### ABOUT THIS TASK
The full listing must be reproduced exactly as given.

### MATERIAL FOR THIS EXERCISE
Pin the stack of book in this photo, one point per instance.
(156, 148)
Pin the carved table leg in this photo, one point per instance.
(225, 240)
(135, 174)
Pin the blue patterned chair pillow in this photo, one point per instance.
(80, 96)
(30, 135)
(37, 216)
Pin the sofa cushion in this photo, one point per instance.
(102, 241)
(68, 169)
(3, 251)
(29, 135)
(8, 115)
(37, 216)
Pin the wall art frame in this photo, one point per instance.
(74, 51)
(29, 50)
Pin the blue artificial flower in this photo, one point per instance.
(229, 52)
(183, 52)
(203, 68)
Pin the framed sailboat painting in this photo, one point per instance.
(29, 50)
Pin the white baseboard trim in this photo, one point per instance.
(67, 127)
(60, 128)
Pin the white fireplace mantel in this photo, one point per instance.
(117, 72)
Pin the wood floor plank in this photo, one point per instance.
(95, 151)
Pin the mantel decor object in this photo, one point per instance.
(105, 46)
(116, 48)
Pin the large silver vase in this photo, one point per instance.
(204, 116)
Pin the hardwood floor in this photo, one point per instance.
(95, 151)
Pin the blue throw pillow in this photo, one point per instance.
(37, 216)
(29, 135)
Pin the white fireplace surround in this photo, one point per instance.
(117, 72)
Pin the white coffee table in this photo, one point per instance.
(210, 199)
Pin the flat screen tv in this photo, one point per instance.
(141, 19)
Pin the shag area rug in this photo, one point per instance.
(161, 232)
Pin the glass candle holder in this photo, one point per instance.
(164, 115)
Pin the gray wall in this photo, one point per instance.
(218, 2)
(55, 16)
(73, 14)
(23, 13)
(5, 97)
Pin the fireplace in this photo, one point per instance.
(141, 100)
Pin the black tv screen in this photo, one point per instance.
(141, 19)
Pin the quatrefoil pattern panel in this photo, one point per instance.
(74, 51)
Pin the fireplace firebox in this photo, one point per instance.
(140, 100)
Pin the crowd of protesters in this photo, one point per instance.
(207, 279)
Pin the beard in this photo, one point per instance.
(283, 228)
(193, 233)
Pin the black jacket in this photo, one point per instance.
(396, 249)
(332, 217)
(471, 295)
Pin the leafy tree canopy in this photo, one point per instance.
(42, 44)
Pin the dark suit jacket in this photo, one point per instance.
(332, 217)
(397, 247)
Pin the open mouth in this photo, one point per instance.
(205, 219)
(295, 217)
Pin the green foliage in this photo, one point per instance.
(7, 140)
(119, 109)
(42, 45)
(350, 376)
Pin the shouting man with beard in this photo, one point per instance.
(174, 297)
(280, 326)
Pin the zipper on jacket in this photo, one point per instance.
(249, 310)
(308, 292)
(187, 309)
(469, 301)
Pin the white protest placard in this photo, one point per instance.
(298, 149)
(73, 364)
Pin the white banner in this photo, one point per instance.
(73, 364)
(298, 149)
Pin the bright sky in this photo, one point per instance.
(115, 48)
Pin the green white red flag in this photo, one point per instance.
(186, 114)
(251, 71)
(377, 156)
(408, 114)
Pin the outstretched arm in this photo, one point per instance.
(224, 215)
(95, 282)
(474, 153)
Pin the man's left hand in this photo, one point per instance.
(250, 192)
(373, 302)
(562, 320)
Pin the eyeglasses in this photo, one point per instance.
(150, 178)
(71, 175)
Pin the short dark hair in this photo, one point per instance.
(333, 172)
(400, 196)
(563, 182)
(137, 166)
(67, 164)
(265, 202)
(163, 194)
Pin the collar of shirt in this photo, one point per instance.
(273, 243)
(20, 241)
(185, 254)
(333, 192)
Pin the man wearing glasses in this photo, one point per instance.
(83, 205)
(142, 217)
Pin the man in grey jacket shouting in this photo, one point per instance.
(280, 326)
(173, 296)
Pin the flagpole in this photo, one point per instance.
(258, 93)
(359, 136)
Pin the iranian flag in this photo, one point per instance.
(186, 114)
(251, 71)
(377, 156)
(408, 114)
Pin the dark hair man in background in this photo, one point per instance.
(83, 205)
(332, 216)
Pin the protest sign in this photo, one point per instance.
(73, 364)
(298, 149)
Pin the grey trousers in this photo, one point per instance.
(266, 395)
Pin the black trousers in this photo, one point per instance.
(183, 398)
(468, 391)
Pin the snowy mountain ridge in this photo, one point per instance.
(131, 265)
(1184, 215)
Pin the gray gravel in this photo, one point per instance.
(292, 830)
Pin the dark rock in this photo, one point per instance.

### EXERCISE OUTPUT
Pin the stack of book in this photo, one point per instance.
(156, 148)
Pin the carved table leg in this photo, one point per instance.
(225, 240)
(135, 174)
Pin the blue patterned chair pillow in this photo, one point per instance.
(80, 96)
(30, 135)
(37, 216)
Pin the sofa cushion in this photo, one point per instance.
(102, 241)
(68, 169)
(3, 251)
(29, 135)
(8, 115)
(37, 216)
Pin the wall art frame in this photo, one point per instance.
(74, 51)
(29, 50)
Pin the blue artificial flower in this photo, one point per instance.
(229, 52)
(183, 52)
(203, 68)
Pin the framed sailboat painting in this photo, one point per instance.
(29, 50)
Pin the white baseboard trim in this photo, one point per instance.
(67, 127)
(60, 128)
Pin the white fireplace mantel in this photo, one point per instance.
(117, 72)
Pin the wood floor plank in this photo, one point per instance.
(95, 151)
Pin the mantel decor object in this photo, one point per instance.
(105, 46)
(116, 48)
Pin the large silver vase in this photo, one point per instance.
(204, 116)
Pin the hardwood floor in this photo, one point per instance.
(95, 151)
Pin the blue throw pillow in this photo, one point per instance.
(37, 216)
(29, 135)
Pin the white fireplace surround in this photo, one point per instance.
(117, 72)
Pin the white coffee table in this photo, one point per instance.
(210, 199)
Pin the flat screen tv in this photo, one point per instance.
(141, 19)
Pin the shag area rug in this photo, one point per instance.
(161, 232)
Pin the glass candle holder in this photo, one point per instance.
(164, 115)
Pin the gray wall in this photo, one point per instance.
(218, 2)
(55, 16)
(73, 14)
(23, 13)
(5, 97)
Pin the fireplace in this photo, one point per instance.
(141, 100)
Pin the black tv screen in this photo, one point per instance.
(141, 19)
Pin the quatrefoil pattern panel in this photo, one point per instance.
(74, 51)
Pin the fireplace firebox in this photo, one point per instance.
(140, 100)
Pin the crowd of protesters in this photo, one point per instance.
(207, 279)
Pin the beard in this photo, one point per instance.
(283, 228)
(193, 233)
Pin the black jacket in this photo, one point per instance.
(396, 249)
(332, 217)
(471, 295)
Pin the leafy tree canopy in this photo, one point per instance.
(42, 44)
Pin the dark suit jacket in this photo, one point per instance.
(332, 217)
(397, 247)
Pin the open mouth in this photo, one point per instance.
(205, 219)
(295, 217)
Pin the green foliage in this photo, one point per instance.
(7, 140)
(119, 109)
(42, 45)
(350, 376)
Pin the shouting man with beard in this photo, one point per instance.
(174, 297)
(280, 326)
Pin the zipper on jacket in this photo, one point per instance.
(249, 310)
(308, 292)
(187, 309)
(469, 301)
Pin the white protest placard in this photo, one point per instance.
(298, 149)
(73, 364)
Pin the white banner in this photo, one point per instance.
(73, 364)
(298, 149)
Pin the bright sky in this photo, one point per instance.
(115, 48)
Pin the green white red flag in this photo, one point per instance.
(186, 114)
(251, 71)
(377, 156)
(408, 114)
Pin the outstretched arm in this photo, one point per instance.
(224, 215)
(95, 282)
(474, 153)
Pin the man's left hand in this photo, one point per instance.
(250, 192)
(373, 302)
(562, 320)
Pin the eyeglasses in this photo, one point per instance.
(150, 178)
(71, 175)
Pin the short dark hair in this photo, one point per instance.
(333, 172)
(400, 196)
(563, 182)
(137, 166)
(67, 164)
(265, 202)
(163, 194)
Pin the collar of shirt in this photo, one point per instance.
(273, 243)
(20, 241)
(185, 254)
(333, 192)
Pin the man wearing glasses in this photo, one point per instance.
(83, 205)
(142, 217)
Pin the man in grey jacket shouting in this photo, one point per instance.
(280, 326)
(173, 296)
Pin the flagpole in this photo, one point per instance.
(258, 93)
(359, 136)
Pin the iranian flag in this photo, one point per instance.
(186, 114)
(251, 71)
(377, 156)
(408, 114)
Pin the dark hair man in background in this photo, one point per instance.
(83, 205)
(332, 216)
Pin the protest sign in this photo, one point per instance.
(73, 364)
(298, 149)
Pin the grey trousers in this photo, one point per instance.
(266, 395)
Pin the black trousers in this photo, one point per instance.
(183, 398)
(468, 391)
Pin the snowy mountain ridge in this photo, one point per instance.
(131, 265)
(1184, 215)
Pin the gray gravel in this photo, one point per instance.
(292, 830)
Pin the dark rock in this photo, one point per instance.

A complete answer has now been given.